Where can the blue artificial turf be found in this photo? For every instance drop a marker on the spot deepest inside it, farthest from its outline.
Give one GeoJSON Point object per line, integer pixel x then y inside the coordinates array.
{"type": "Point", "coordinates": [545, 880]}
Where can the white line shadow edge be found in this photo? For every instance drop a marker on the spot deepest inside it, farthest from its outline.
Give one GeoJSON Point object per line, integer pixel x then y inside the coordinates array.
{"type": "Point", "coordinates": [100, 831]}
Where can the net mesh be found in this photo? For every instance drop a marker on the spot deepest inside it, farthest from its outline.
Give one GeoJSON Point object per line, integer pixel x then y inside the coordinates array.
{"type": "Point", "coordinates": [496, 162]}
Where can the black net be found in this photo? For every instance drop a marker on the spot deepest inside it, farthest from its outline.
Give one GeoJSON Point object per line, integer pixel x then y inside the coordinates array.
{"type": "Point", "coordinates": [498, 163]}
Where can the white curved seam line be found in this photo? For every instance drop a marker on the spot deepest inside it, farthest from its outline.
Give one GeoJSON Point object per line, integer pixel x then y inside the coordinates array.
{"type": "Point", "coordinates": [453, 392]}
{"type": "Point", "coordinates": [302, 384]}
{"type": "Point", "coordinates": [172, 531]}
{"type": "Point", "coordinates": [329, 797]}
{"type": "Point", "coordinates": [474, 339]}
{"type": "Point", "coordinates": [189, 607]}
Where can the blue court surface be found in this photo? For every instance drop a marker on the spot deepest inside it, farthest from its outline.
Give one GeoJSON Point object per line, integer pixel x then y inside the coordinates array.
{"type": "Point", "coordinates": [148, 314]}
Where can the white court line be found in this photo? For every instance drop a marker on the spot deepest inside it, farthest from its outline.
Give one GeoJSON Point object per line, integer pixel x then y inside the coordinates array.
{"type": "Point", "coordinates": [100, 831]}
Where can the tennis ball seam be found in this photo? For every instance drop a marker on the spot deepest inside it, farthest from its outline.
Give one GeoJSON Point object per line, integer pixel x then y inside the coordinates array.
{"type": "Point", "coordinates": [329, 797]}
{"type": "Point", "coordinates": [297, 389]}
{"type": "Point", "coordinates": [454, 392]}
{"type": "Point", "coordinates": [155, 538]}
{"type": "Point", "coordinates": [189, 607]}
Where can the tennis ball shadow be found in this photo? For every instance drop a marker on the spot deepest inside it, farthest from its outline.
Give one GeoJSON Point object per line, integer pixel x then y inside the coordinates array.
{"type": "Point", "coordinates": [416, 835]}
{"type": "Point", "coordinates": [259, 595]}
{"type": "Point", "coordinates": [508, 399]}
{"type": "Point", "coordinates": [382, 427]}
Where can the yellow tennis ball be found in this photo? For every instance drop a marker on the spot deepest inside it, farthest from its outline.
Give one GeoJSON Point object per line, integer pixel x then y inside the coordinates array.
+ + + + +
Starting from the line with "Where can the tennis ball shadow" and ending with the final line of the data, quote every line exactly, both ends included.

- _Answer to the task_:
Where can the tennis ball shadow be found in this photo? For every instance drop a marker on the spot deepest inside it, farthest from its outline.
Give one GeoJSON Point object per line, integer pixel x then y inside the coordinates array.
{"type": "Point", "coordinates": [416, 835]}
{"type": "Point", "coordinates": [259, 595]}
{"type": "Point", "coordinates": [508, 399]}
{"type": "Point", "coordinates": [382, 427]}
Where can the yellow tennis ball be found in this photo? For every instance drop a marker on the spot deepest inside it, farthest from its outline.
Give one GeoJSON Point object per line, integer pixel x then y inside the coordinates array.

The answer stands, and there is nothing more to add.